[[ The data, beginning ]]
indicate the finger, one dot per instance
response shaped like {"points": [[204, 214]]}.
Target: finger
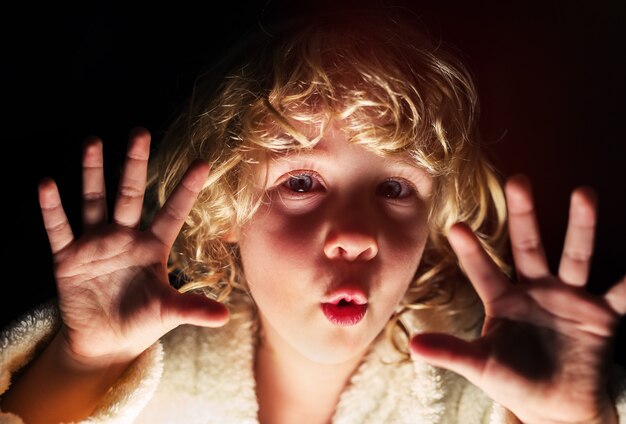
{"points": [[616, 297], [170, 219], [442, 350], [94, 195], [54, 218], [129, 200], [488, 280], [578, 248], [528, 253], [572, 307], [195, 309]]}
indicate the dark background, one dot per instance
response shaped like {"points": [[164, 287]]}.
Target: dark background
{"points": [[551, 76]]}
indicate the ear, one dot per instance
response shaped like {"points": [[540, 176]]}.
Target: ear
{"points": [[232, 236]]}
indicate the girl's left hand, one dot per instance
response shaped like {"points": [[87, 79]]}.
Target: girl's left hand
{"points": [[545, 350]]}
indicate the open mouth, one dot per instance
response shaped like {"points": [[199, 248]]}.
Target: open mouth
{"points": [[345, 310]]}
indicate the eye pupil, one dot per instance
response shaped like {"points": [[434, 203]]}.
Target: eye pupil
{"points": [[390, 189], [300, 183]]}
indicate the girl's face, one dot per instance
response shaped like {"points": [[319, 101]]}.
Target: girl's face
{"points": [[332, 250]]}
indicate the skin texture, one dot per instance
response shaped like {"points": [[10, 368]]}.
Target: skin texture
{"points": [[341, 233], [112, 285], [546, 342]]}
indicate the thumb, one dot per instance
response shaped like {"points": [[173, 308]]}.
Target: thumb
{"points": [[445, 351], [195, 309]]}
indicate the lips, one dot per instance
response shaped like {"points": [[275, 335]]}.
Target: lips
{"points": [[345, 307]]}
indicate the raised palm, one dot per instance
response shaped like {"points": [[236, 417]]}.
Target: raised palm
{"points": [[546, 342], [112, 283]]}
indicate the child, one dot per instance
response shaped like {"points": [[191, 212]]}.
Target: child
{"points": [[325, 191]]}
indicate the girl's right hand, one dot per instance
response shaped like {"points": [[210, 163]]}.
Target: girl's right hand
{"points": [[113, 290]]}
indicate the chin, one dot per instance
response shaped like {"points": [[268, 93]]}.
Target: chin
{"points": [[334, 349]]}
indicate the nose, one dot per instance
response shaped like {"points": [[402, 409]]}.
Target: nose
{"points": [[350, 245]]}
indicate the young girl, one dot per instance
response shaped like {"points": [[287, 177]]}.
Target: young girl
{"points": [[338, 219]]}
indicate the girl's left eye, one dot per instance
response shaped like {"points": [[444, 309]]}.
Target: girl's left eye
{"points": [[395, 189]]}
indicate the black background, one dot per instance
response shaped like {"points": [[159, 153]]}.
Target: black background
{"points": [[551, 76]]}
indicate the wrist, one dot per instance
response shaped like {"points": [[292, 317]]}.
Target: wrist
{"points": [[75, 362]]}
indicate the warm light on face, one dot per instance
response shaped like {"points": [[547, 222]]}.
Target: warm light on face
{"points": [[338, 224]]}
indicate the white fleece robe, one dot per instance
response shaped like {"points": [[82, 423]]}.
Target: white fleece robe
{"points": [[200, 375]]}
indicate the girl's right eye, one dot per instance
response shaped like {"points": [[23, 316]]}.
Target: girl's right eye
{"points": [[301, 183]]}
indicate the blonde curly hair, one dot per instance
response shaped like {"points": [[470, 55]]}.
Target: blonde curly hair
{"points": [[392, 89]]}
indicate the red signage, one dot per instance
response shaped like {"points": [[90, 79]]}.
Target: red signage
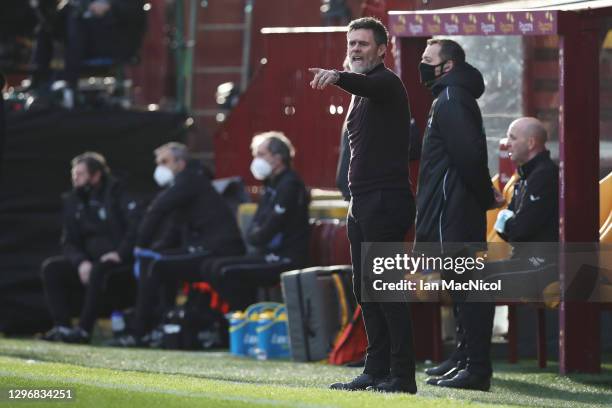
{"points": [[415, 24]]}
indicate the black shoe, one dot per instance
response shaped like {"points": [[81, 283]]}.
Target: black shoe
{"points": [[57, 333], [360, 383], [450, 374], [468, 381], [441, 369], [76, 336], [395, 384]]}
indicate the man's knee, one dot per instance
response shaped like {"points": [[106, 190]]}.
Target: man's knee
{"points": [[52, 267]]}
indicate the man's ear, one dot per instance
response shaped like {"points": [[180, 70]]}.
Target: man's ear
{"points": [[531, 142], [96, 178]]}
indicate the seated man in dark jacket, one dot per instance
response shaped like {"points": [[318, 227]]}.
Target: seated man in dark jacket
{"points": [[533, 213], [100, 224], [531, 221], [187, 222], [278, 233]]}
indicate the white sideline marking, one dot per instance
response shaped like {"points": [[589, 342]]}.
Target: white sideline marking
{"points": [[147, 389]]}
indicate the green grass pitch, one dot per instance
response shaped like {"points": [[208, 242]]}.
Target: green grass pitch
{"points": [[106, 377]]}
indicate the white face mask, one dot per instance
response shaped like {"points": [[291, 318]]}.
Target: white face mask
{"points": [[163, 176], [260, 168]]}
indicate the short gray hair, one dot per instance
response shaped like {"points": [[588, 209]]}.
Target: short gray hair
{"points": [[278, 143], [179, 151]]}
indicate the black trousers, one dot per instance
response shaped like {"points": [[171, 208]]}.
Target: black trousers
{"points": [[475, 321], [111, 286], [237, 278], [383, 216], [474, 313], [158, 280]]}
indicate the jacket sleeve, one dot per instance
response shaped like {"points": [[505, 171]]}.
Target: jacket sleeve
{"points": [[376, 87], [131, 212], [72, 246], [165, 202], [285, 203], [467, 147], [537, 204]]}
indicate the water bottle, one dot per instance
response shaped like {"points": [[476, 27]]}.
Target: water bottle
{"points": [[117, 323]]}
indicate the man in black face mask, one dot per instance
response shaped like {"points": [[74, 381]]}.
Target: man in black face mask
{"points": [[100, 222], [454, 193]]}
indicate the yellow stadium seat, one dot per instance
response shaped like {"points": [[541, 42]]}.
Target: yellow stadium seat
{"points": [[605, 201], [492, 214]]}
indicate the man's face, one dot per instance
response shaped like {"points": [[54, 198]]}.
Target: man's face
{"points": [[263, 152], [362, 52], [518, 145], [80, 175], [166, 158], [431, 56]]}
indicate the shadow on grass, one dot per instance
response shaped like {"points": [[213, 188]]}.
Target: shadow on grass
{"points": [[555, 395]]}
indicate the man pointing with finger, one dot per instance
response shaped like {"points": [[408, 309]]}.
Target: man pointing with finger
{"points": [[382, 206]]}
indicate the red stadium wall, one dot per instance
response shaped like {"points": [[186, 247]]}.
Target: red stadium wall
{"points": [[280, 98]]}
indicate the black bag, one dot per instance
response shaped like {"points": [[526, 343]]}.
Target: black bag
{"points": [[194, 326]]}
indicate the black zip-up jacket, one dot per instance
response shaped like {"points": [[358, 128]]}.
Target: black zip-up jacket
{"points": [[454, 190], [103, 220], [195, 216], [535, 202], [378, 123], [280, 224]]}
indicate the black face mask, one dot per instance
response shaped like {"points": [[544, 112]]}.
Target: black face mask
{"points": [[427, 73]]}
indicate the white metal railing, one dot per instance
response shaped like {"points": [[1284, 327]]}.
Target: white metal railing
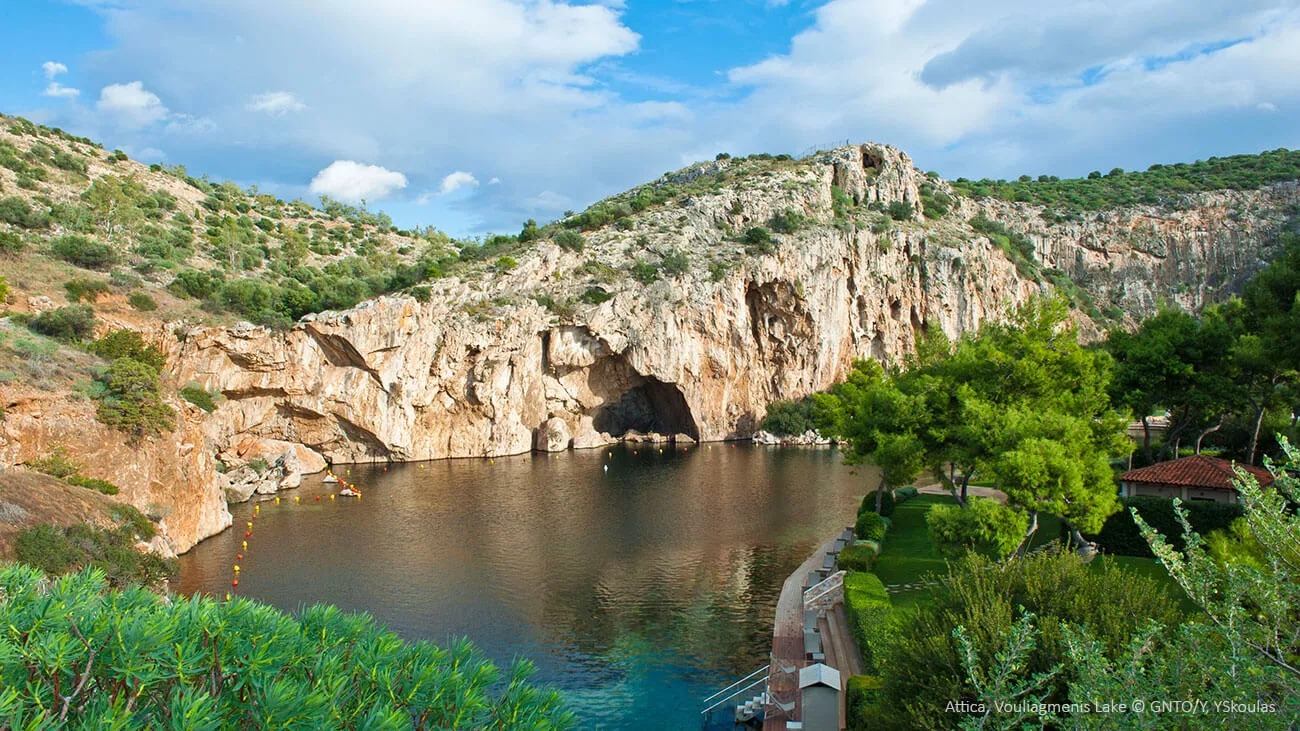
{"points": [[823, 588], [724, 695], [727, 699]]}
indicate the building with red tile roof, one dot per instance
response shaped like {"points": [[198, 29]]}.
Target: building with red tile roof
{"points": [[1191, 478]]}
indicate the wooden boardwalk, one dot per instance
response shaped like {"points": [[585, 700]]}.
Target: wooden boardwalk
{"points": [[788, 654]]}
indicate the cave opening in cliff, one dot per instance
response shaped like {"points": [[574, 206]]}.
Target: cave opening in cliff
{"points": [[651, 406]]}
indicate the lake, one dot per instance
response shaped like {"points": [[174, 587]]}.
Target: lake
{"points": [[637, 591]]}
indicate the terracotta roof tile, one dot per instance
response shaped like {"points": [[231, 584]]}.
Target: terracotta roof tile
{"points": [[1197, 471]]}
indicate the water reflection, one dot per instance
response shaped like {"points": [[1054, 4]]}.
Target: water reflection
{"points": [[638, 589]]}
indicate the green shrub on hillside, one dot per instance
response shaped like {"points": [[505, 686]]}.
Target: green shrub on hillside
{"points": [[85, 290], [870, 527], [983, 526], [134, 660], [1122, 537], [83, 252], [131, 402], [128, 344], [887, 504], [73, 323], [56, 463]]}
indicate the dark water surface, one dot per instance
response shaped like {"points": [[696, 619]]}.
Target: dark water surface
{"points": [[637, 591]]}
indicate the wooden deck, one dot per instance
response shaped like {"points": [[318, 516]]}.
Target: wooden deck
{"points": [[788, 654]]}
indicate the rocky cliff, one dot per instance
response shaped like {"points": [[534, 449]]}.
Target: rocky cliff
{"points": [[672, 321]]}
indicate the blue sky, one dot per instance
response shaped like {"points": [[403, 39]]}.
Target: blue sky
{"points": [[475, 115]]}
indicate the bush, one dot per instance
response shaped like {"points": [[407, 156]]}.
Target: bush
{"points": [[922, 667], [94, 484], [983, 526], [198, 396], [887, 504], [131, 402], [859, 557], [675, 263], [900, 211], [73, 323], [56, 465], [142, 302], [644, 272], [89, 290], [1119, 533], [83, 252], [11, 243], [870, 527], [135, 660], [570, 241], [16, 211], [870, 614], [129, 344]]}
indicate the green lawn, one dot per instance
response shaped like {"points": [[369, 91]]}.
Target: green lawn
{"points": [[908, 553]]}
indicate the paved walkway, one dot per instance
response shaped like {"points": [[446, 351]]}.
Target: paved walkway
{"points": [[788, 641]]}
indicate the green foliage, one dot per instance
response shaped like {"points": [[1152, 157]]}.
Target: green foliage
{"points": [[878, 501], [142, 302], [596, 295], [870, 614], [859, 557], [18, 212], [901, 211], [675, 263], [758, 239], [73, 323], [131, 402], [644, 272], [983, 526], [56, 465], [129, 658], [83, 252], [1121, 533], [570, 241], [198, 396], [82, 289], [129, 344], [789, 418], [924, 667], [94, 484], [870, 527], [11, 243], [1158, 185]]}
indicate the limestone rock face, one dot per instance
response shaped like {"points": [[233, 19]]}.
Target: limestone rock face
{"points": [[554, 436], [484, 370]]}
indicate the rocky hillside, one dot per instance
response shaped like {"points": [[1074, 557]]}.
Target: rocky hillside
{"points": [[681, 307]]}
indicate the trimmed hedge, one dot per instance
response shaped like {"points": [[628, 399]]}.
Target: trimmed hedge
{"points": [[887, 504], [1119, 535], [859, 557], [870, 527], [870, 611]]}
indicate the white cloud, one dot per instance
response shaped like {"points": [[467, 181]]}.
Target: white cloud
{"points": [[350, 181], [276, 103], [131, 104], [60, 91], [455, 181]]}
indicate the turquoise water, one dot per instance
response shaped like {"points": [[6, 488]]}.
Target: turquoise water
{"points": [[637, 591]]}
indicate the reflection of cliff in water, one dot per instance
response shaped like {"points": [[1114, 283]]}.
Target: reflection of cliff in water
{"points": [[633, 589]]}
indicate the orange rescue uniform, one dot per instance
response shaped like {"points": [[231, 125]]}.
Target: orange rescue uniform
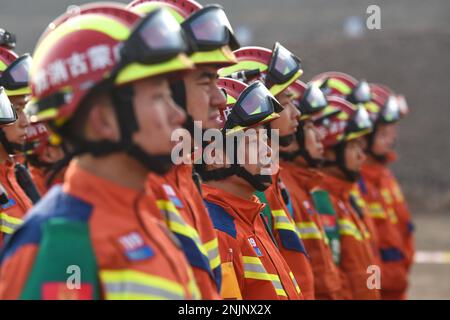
{"points": [[327, 279], [357, 257], [288, 239], [12, 213], [252, 266], [135, 256], [376, 189], [186, 216]]}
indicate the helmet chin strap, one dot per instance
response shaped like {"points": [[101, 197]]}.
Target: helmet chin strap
{"points": [[10, 147], [257, 181], [122, 99], [302, 151], [285, 141], [370, 143], [350, 175]]}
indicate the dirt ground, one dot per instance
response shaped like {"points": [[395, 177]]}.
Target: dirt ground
{"points": [[431, 281]]}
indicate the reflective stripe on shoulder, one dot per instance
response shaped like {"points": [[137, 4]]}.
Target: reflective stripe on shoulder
{"points": [[135, 285], [309, 230], [8, 224], [254, 269], [178, 225], [376, 210], [297, 287], [348, 228], [212, 247]]}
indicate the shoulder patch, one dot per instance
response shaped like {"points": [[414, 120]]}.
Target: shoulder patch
{"points": [[55, 204], [221, 219], [322, 202]]}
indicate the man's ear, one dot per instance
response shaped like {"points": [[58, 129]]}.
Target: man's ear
{"points": [[329, 154], [102, 122]]}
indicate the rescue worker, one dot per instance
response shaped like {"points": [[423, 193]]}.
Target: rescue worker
{"points": [[343, 136], [117, 115], [297, 162], [41, 155], [380, 219], [197, 93], [14, 78], [278, 68], [253, 268], [356, 92], [380, 191]]}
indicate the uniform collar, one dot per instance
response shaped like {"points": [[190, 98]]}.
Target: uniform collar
{"points": [[240, 208], [93, 189], [337, 186]]}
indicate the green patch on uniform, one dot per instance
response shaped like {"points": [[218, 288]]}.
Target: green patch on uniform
{"points": [[267, 213], [328, 218], [65, 265]]}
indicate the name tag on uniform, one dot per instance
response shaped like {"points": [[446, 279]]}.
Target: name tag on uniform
{"points": [[135, 248], [252, 242], [173, 196], [9, 204]]}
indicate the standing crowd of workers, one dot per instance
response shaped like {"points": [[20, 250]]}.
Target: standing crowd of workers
{"points": [[89, 182]]}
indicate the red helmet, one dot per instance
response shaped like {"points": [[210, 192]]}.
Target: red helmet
{"points": [[311, 101], [78, 52], [277, 68], [343, 85], [403, 105], [37, 138], [7, 39], [384, 106], [350, 123], [202, 25]]}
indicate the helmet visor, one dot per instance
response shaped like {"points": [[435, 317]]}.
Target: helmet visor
{"points": [[7, 113], [7, 39], [253, 106], [209, 29], [16, 75], [391, 111], [360, 121], [362, 92], [158, 37], [313, 100], [283, 65]]}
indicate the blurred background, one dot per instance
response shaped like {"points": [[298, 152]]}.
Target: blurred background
{"points": [[410, 53]]}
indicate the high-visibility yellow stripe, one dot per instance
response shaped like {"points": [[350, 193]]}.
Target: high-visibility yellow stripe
{"points": [[285, 226], [193, 288], [251, 260], [392, 216], [8, 224], [278, 88], [309, 230], [297, 287], [348, 228], [9, 219], [281, 292], [387, 196], [184, 229], [213, 253], [376, 210], [133, 296], [6, 229], [128, 278]]}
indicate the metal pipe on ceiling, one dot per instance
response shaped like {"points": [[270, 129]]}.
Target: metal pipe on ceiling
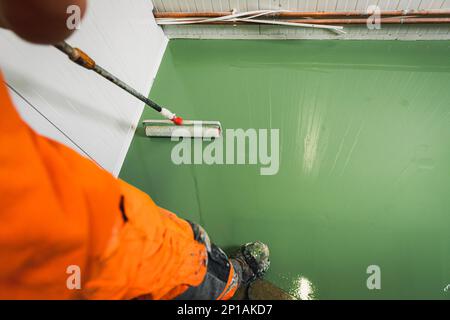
{"points": [[293, 15], [344, 21]]}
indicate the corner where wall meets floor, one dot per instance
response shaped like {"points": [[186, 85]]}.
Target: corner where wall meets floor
{"points": [[364, 130]]}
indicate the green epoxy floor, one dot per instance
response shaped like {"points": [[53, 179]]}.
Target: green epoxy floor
{"points": [[364, 174]]}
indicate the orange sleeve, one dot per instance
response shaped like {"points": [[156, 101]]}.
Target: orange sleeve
{"points": [[60, 209]]}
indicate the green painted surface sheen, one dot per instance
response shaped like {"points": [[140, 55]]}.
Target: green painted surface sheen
{"points": [[364, 173]]}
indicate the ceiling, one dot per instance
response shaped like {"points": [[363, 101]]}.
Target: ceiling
{"points": [[387, 32]]}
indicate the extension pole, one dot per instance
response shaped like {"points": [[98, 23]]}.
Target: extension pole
{"points": [[82, 59]]}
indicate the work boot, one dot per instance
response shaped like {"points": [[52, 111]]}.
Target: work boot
{"points": [[251, 261]]}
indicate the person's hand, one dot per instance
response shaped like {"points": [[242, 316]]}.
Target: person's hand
{"points": [[38, 21]]}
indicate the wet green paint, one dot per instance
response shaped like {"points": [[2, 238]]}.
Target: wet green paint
{"points": [[364, 174]]}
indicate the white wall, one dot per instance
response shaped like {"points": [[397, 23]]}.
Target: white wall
{"points": [[75, 106]]}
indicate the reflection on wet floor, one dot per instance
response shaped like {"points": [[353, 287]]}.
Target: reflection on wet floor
{"points": [[363, 180]]}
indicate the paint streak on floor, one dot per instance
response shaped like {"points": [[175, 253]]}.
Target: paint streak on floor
{"points": [[364, 175]]}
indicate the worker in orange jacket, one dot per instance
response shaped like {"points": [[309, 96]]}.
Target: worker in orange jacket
{"points": [[70, 230]]}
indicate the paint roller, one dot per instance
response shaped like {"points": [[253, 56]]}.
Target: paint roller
{"points": [[174, 126]]}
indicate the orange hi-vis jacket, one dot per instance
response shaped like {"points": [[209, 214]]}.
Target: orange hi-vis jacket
{"points": [[64, 220]]}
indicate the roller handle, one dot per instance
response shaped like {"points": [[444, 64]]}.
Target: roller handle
[[ The data, end ]]
Problem statement
Scan the records for the word "handle", and copy each line where it is found.

The completed task
indicate the roller handle, one dot per instance
Target: roller handle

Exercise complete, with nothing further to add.